Damit gesellte sich Rößler zum sächsischen Innenminister Roland Wöller (CDU), der bereits am Tag nach den Ausschreitungen von ­einem »weitgehend friedlichen Verlauf« gesprochen hatte; Gewalt habe es nur später am Abend im Stadtteil Connewitz gegeben. Kurz darauf schaltete sich die Sonderkommission Linksextremismus (Soko LinX) ein, mittlerweile hat sie mehrere Zeugenaufrufe wegen vermeintlich linker Gewalt veröffentlicht. Zu den zahlreich dokumentierten Straftaten von Teilnehmenden der »Querdenken«-Demonstration gab es bislang keine Erklärung des Landeskriminalamts (LKA), auch die Sonderkommission Rechtsextremismus (Soko Rex) äußerte sich bisher nicht.

Dabei hatten sich die anwesenden Nazis alle Mühe gegeben, auch als solche erkennbar zu sein: Die NPD nutzte das Chaos, eine kleine Demonstration auf dem Innenstadtring durchzuführen, Hooligans randalierten in T-Shirts der verbotenen Gruppierung »Blood & Honour«-, auch eine Fahne der internationalen rechtsterroristischen Orga­nisation »Misanthropic Division« wurde präsentiert. Eine ­Woche, nachdem dieses Milieu die Innenstadt von Leipzig für einen Abend unter seine Kontrolle gebracht hatte, fahndet das LKA lieber nach denen, die versuchten, das zu verhindern.
------
Gib den Text über die »Querdenken«-Demonstration in Leipzig vollständig und Wort für Wort wieder.

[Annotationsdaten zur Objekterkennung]
------
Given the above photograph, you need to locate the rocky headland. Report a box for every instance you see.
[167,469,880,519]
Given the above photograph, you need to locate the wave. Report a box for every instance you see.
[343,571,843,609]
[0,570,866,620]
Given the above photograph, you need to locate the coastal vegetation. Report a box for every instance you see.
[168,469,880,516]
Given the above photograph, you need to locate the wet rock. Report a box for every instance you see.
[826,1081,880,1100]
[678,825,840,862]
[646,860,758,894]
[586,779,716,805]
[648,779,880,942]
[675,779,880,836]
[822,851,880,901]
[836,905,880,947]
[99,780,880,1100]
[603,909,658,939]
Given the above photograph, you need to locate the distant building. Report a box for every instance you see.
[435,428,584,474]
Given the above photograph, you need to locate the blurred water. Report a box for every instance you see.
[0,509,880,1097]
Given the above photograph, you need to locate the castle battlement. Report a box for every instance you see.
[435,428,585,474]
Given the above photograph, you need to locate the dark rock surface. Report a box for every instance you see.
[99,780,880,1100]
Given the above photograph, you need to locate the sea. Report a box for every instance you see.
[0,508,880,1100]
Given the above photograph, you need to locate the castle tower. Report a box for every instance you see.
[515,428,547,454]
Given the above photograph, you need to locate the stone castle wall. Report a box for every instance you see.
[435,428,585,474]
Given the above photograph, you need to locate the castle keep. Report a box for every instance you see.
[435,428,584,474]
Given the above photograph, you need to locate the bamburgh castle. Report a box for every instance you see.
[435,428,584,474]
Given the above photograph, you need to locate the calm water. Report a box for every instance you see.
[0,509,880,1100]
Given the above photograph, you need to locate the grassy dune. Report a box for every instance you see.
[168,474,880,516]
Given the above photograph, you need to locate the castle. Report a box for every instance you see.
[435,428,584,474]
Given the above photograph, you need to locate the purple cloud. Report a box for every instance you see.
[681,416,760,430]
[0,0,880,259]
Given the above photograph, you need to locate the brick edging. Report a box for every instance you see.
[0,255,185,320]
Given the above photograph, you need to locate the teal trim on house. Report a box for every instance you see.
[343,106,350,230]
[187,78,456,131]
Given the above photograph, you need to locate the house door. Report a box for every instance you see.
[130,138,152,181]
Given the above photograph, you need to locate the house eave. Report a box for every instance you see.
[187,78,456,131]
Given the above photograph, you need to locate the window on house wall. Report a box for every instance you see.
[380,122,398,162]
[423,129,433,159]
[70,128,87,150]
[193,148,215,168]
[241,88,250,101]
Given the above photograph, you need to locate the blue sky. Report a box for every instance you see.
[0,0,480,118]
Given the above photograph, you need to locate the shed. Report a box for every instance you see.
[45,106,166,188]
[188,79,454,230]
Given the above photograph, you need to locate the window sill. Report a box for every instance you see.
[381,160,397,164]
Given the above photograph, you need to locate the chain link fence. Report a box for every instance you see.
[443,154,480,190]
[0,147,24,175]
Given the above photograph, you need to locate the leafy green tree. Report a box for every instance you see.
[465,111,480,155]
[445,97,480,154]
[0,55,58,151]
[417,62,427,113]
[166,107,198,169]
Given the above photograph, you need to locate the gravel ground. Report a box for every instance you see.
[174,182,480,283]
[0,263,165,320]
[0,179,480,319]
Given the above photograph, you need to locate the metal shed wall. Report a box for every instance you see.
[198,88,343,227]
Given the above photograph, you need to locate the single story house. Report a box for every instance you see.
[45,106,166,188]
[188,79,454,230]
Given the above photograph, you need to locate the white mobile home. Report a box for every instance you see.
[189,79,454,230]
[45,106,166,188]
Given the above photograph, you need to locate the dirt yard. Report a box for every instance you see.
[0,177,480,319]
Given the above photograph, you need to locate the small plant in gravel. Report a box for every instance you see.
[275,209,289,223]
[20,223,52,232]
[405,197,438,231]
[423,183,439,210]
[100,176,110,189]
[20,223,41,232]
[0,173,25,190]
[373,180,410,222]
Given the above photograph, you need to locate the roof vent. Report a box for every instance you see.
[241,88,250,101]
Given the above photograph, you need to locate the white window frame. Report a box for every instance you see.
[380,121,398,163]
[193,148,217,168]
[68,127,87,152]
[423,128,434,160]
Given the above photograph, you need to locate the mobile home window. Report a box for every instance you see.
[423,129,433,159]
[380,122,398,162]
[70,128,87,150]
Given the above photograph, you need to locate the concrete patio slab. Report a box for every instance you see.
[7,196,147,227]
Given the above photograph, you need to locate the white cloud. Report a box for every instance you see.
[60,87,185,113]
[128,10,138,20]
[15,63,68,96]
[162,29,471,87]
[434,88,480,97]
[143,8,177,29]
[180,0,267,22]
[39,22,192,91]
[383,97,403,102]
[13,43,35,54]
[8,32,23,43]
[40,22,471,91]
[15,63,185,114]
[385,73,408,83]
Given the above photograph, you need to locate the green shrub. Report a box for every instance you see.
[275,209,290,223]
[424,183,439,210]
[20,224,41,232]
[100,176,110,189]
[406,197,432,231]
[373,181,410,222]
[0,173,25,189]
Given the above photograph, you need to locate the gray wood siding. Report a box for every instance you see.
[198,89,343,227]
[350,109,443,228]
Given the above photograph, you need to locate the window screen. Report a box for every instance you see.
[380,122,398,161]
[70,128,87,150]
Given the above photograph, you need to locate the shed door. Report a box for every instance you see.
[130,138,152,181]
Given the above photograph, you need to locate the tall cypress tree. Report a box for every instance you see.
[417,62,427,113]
------
- _Antwort_:
Damit gesellte sich Rößler zum sächsischen Innenminister Roland Wöller (CDU), der bereits am Tag nach den Ausschreitungen von ­einem »weitgehend friedlichen Verlauf« gesprochen hatte; Gewalt habe es nur später am Abend im Stadtteil Connewitz gegeben. Kurz darauf schaltete sich die Sonderkommission Linksextremismus (Soko LinX) ein, mittlerweile hat sie mehrere Zeugenaufrufe wegen vermeintlich linker Gewalt veröffentlicht. Zu den zahlreich dokumentierten Straftaten von Teilnehmenden der »Querdenken«-Demonstration gab es bislang keine Erklärung des Landeskriminalamts (LKA), auch die Sonderkommission Rechtsextremismus (Soko Rex) äußerte sich bisher nicht.

Dabei hatten sich die anwesenden Nazis alle Mühe gegeben, auch als solche erkennbar zu sein: Die NPD nutzte das Chaos, eine kleine Demonstration auf dem Innenstadtring durchzuführen, Hooligans randalierten in T-Shirts der verbotenen Gruppierung »Blood & Honour«-, auch eine Fahne der internationalen rechtsterroristischen Orga­nisation »Misanthropic Division« wurde präsentiert. Eine ­Woche, nachdem dieses Milieu die Innenstadt von Leipzig für einen Abend unter seine Kontrolle gebracht hatte, fahndet das LKA lieber nach denen, die versuchten, das zu verhindern.